| Written problem |
Copy each of these records word for word.

| Data to use |
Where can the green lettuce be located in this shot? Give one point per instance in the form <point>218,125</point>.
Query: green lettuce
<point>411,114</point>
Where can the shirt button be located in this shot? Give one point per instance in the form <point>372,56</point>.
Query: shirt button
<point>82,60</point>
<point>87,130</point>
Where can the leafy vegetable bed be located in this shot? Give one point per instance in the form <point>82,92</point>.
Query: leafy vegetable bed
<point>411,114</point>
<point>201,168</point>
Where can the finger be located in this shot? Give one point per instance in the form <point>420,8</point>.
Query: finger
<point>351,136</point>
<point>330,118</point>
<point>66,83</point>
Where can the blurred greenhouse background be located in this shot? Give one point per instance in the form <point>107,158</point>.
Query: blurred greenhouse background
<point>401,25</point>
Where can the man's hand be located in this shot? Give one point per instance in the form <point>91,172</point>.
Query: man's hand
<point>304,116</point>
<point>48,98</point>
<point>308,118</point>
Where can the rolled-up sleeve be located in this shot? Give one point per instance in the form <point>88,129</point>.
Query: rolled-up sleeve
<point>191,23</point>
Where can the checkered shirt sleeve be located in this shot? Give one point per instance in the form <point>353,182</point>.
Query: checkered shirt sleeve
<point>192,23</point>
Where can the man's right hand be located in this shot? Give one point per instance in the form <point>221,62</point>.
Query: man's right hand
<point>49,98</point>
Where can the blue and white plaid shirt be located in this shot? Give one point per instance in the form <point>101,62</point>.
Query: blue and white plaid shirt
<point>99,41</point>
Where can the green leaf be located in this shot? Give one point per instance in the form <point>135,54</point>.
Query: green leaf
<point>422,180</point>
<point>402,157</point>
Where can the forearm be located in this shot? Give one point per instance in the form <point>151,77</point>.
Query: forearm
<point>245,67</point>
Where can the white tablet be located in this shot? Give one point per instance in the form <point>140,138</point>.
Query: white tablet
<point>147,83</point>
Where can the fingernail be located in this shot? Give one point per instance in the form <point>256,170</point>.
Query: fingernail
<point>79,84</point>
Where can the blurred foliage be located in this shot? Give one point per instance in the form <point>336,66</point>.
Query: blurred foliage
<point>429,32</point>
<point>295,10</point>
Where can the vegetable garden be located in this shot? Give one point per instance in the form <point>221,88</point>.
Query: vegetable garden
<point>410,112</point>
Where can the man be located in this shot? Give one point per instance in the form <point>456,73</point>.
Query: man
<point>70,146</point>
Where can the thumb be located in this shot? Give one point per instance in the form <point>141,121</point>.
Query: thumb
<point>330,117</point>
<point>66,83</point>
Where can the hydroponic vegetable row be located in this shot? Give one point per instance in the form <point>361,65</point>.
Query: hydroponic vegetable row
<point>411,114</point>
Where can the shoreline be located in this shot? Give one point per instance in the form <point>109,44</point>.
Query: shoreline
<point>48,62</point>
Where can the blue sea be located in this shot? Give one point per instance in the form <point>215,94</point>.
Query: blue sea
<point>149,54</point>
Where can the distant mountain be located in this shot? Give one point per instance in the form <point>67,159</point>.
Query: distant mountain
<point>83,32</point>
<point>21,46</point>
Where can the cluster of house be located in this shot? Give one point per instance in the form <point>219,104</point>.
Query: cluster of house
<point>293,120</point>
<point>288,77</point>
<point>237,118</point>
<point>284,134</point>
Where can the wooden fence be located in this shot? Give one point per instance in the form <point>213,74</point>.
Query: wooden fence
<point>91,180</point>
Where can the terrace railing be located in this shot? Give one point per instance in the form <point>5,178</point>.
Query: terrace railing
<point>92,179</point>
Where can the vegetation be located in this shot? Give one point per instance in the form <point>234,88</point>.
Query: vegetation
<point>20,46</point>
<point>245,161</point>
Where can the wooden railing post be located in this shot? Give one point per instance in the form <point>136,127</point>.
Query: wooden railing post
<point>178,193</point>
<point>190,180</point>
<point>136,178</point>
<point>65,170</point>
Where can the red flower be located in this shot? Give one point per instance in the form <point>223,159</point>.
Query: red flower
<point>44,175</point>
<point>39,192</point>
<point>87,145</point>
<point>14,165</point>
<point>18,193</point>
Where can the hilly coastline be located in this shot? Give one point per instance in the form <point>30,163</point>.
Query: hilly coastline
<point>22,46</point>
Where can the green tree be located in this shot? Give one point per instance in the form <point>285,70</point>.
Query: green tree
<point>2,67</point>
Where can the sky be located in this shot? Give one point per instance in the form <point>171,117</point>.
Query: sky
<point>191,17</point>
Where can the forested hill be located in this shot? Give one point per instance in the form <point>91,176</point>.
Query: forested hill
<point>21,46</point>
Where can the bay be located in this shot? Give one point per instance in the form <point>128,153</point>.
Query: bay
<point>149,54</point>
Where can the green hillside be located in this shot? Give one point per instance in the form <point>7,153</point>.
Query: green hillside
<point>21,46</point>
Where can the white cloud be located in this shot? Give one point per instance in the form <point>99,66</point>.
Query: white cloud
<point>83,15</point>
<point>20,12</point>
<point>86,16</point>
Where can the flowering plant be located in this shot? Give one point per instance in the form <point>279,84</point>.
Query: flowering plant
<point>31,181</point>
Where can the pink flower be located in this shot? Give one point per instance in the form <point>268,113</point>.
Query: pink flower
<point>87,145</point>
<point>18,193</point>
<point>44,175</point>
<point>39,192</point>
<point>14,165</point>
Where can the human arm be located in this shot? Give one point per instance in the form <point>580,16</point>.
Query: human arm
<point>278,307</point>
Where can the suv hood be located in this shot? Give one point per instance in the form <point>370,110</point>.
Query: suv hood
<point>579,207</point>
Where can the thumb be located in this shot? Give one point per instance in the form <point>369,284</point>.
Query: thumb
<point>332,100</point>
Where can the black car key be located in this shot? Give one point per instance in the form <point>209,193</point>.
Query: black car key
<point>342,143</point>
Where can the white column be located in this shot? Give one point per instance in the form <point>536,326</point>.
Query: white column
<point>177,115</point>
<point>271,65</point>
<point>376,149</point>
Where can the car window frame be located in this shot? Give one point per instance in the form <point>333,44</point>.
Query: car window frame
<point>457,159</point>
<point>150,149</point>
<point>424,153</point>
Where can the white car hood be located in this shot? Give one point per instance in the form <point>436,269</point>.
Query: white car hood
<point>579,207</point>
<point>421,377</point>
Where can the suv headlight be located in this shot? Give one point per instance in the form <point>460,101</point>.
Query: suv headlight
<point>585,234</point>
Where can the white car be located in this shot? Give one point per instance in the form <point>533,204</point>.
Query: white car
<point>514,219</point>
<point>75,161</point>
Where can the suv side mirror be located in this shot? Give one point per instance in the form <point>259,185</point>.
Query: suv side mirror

| Solution to the exercise |
Where can the green lettuce be located in this shot? Give one point per instance in the form <point>218,125</point>.
Query: green lettuce
<point>411,114</point>
Where can the shirt button be located in this shot? Give one point per instance in the form <point>372,56</point>.
Query: shirt button
<point>82,60</point>
<point>87,130</point>
Where can the leafy vegetable bed be located in this shot? Give one point per instance in the form <point>82,92</point>.
Query: leafy vegetable bed
<point>411,114</point>
<point>201,168</point>
Where can the finger be located in this shot? Give one point per instance in the form <point>420,8</point>.
Query: finger
<point>351,136</point>
<point>330,118</point>
<point>66,83</point>
Where can the blurred greenhouse background be located in this shot? Give one point per instance in the form <point>107,158</point>.
Query: blurred greenhouse background
<point>401,25</point>
Where can the man's hand be located in this shot? Give one point per instance in the form <point>91,172</point>.
Query: man's hand
<point>304,116</point>
<point>48,98</point>
<point>308,118</point>
Where can the rolled-up sleeve be located in this shot? Give one point per instance in the form <point>88,129</point>.
Query: rolled-up sleeve
<point>191,23</point>
Where can the checkered shirt sleeve be located in this shot? Give one point per instance in the form <point>353,182</point>.
Query: checkered shirt sleeve
<point>192,23</point>
Where can the man's right hand be located in this shot? Give one point per instance in the form <point>221,62</point>.
Query: man's right hand
<point>49,98</point>
Where can the blue and white plaid shirt be located in this shot? Give one point per instance in the form <point>101,62</point>.
Query: blue and white plaid shirt
<point>99,41</point>
Where can the green leaf be located in this shot? Give one point per instance in the form <point>135,54</point>.
Query: green leaf
<point>422,180</point>
<point>402,157</point>
Where can the forearm be located in this shot? Give one point per instance in the form <point>151,77</point>.
Query: forearm
<point>245,67</point>
Where can the white tablet be located in this shot? Give one point per instance in the form <point>140,138</point>.
Query: white tablet
<point>147,83</point>
Where can the fingernail be located in this shot? Give one point per instance in the form <point>256,170</point>.
Query: fingernail
<point>79,84</point>
Where can the blurred foliage be located in this shot? Give one point per instance in the form <point>336,66</point>.
Query: blurred foliage
<point>429,32</point>
<point>295,10</point>
Where can the vegetable garden be located in this shot? Give one point per instance in the form <point>221,88</point>.
Query: vegetable garden
<point>410,112</point>
Where can the man be located in this shot? Give one point per instance in the form <point>456,73</point>.
Query: man
<point>70,146</point>
Where can the thumb be located in this shot? Give one point per instance in the form <point>141,121</point>.
Query: thumb
<point>330,117</point>
<point>66,83</point>
Where can the hydroponic vegetable row be located in this shot? Give one point per instance in the form <point>361,65</point>.
Query: hydroponic vegetable row
<point>411,114</point>
Where can the shoreline be located in this shot? Give one point per instance in the form <point>109,44</point>.
Query: shoreline
<point>48,62</point>
Where can the blue sea be located in this shot? Give one point per instance in the form <point>215,94</point>.
Query: blue sea
<point>149,54</point>
Where can the distant mountain be located in this shot? Give one point per instance in the form <point>67,159</point>.
Query: distant mountain
<point>83,32</point>
<point>21,46</point>
Where can the cluster of house be located in this shot? Give one point per instance in the form <point>219,104</point>.
Query: cluster of house
<point>293,120</point>
<point>288,77</point>
<point>237,118</point>
<point>284,134</point>
Where can the wooden fence be located in this shot? Give one point per instance in the form <point>213,74</point>.
Query: wooden fence
<point>91,180</point>
Where can the terrace railing be located in this shot? Give one point per instance in the form <point>5,178</point>.
Query: terrace railing
<point>92,179</point>
Where can the vegetation be located in this shot? Give one point per instance in the form <point>234,88</point>.
Query: vegetation
<point>20,46</point>
<point>245,161</point>
Where can the wooden railing post be located in this shot? Give one point per instance in the form <point>136,127</point>.
Query: wooden railing post
<point>178,193</point>
<point>190,180</point>
<point>136,178</point>
<point>65,170</point>
Where can the red flower be located in this shot? Give one point per instance in the form <point>223,159</point>.
Query: red flower
<point>44,175</point>
<point>39,192</point>
<point>87,145</point>
<point>14,165</point>
<point>18,193</point>
Where can the hilly coastline be located in this shot? Give one point per instance in the form <point>30,163</point>.
Query: hilly coastline
<point>22,46</point>
Where can the green tree be located in this shot? Give one point per instance in the form <point>285,70</point>.
Query: green tree
<point>2,67</point>
Where can the sky be located in this shot? Give one point per instance in the form <point>171,117</point>.
Query: sky
<point>191,17</point>
Where can the forested hill be located in this shot? Give one point per instance in the form <point>91,176</point>.
Query: forested hill
<point>21,46</point>
Where can the bay be located in this shot? Give one point per instance in the form <point>128,153</point>.
Query: bay
<point>149,54</point>
Where can the green hillside be located in this shot? Give one point per instance in the form <point>7,153</point>.
Query: green hillside
<point>21,46</point>
Where can the white cloud be located in this shot? Give one point per instance in the form <point>99,66</point>.
Query: white cloud
<point>83,15</point>
<point>20,12</point>
<point>86,16</point>
Where can the flowering plant be located in this shot? Give one point per instance in the form <point>279,84</point>.
Query: flowering plant
<point>31,181</point>
Where can the pink flower be located in this shot? Give one point per instance in the form <point>268,113</point>.
Query: pink flower
<point>87,145</point>
<point>18,193</point>
<point>44,175</point>
<point>39,192</point>
<point>14,165</point>
Where can the human arm be located in this shot? Give one point per instance in the form <point>580,16</point>.
Query: human arm
<point>278,307</point>
Where can the suv hood be located in this shot? Give one point per instance in the form <point>370,110</point>.
Query: suv hood
<point>579,207</point>
Where can the thumb be located in this shot? Give one point per instance in the form <point>369,284</point>.
Query: thumb
<point>332,100</point>
Where can the black car key be located in this shot? Give one point per instance in the form <point>209,193</point>.
Query: black car key
<point>342,143</point>
Where can the white column be located in this shot? Give one point per instance in the form <point>536,326</point>.
Query: white column
<point>177,115</point>
<point>271,65</point>
<point>376,149</point>
Where can the car window frame be located in this shot? Give one point per instance in the form <point>333,44</point>.
Query: car window frame
<point>457,159</point>
<point>150,149</point>
<point>424,153</point>
Where can the white car hood be located in this shot? Give one point per instance in the form <point>436,269</point>.
Query: white car hood
<point>579,207</point>
<point>421,377</point>
Where can the suv headlight be located in this shot? Give one point per instance in the form <point>460,101</point>.
Query: suv headlight
<point>585,234</point>
Where can the white car be located in this shot? Give one point per instance in the form <point>533,204</point>.
Query: white car
<point>514,219</point>
<point>75,161</point>
Where can the suv side mirror be located in this shot? Give one point per instance in the form <point>259,185</point>.
Query: suv side mirror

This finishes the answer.